- Exercise
Please report each line of the listing below that contains the word "cypress", copying every such line in full.
----
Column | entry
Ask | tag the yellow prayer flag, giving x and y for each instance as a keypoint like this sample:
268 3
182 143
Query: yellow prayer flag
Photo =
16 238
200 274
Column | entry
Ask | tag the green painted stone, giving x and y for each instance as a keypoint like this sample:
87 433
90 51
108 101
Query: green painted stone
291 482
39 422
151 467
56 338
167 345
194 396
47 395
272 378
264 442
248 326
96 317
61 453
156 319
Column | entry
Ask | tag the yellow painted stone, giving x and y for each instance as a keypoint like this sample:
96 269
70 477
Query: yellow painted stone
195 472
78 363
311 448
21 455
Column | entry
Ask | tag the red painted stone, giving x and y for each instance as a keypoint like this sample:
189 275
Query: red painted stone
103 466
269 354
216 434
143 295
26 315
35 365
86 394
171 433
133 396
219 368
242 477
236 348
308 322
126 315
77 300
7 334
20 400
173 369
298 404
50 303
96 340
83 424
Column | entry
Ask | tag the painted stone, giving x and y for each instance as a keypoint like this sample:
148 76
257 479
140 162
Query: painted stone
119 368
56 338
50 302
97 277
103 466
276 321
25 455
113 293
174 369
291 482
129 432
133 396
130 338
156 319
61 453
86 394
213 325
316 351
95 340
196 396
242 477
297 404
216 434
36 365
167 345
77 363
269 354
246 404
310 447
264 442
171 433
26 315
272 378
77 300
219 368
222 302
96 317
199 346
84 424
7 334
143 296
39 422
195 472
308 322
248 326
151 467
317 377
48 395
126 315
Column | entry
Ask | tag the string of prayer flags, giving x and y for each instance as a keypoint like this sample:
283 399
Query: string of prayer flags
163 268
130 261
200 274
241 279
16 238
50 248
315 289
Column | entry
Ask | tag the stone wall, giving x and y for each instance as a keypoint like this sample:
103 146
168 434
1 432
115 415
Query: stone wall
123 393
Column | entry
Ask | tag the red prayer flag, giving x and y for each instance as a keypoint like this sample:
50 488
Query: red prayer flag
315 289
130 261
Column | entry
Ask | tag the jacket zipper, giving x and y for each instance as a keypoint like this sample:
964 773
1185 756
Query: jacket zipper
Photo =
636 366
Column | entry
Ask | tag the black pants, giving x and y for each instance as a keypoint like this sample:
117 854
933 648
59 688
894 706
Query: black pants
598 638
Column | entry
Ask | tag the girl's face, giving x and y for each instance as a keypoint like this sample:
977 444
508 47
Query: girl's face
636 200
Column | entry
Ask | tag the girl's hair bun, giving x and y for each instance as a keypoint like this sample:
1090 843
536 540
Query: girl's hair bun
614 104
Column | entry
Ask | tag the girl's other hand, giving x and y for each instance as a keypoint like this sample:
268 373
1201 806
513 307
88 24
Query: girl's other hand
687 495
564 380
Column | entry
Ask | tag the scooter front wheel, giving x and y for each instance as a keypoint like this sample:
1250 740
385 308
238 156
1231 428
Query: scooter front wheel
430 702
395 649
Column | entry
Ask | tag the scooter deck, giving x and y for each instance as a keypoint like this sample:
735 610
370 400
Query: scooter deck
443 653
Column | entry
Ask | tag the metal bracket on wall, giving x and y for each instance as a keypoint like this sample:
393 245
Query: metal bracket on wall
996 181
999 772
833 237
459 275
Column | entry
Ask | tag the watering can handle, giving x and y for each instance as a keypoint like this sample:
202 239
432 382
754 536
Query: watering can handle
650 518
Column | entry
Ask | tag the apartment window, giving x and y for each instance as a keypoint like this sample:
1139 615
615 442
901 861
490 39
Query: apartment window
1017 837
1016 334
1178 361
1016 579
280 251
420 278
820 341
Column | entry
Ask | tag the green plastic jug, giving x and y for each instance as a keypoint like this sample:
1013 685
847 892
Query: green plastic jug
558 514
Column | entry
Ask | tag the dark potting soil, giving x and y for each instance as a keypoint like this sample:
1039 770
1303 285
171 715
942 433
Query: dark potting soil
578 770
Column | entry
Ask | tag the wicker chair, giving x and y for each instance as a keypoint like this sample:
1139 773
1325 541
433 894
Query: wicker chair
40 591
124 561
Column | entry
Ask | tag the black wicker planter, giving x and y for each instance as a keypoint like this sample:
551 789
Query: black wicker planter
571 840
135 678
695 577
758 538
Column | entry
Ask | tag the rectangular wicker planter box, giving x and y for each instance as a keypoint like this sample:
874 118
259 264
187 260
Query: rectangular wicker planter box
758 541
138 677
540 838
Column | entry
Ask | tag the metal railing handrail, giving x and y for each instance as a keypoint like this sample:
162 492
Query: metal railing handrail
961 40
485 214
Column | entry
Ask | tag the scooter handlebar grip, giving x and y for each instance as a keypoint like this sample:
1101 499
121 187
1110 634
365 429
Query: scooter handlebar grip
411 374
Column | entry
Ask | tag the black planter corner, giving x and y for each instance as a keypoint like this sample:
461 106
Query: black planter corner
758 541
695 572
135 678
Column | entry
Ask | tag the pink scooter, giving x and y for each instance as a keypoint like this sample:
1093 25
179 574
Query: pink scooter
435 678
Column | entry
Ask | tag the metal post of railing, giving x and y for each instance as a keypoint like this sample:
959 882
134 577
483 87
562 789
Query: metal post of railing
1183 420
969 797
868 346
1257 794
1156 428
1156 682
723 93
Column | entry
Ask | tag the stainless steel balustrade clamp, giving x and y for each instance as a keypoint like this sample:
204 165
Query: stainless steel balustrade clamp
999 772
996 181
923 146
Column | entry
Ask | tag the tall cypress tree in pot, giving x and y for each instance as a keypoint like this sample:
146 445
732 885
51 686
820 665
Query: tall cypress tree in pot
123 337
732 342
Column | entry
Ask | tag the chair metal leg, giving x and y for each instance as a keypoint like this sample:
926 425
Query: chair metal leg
----
- Written response
Ask | tag the tall cypress tree in pot, giving x and y for each instance as a keypoint like this sample:
Query: tall cypress tree in pot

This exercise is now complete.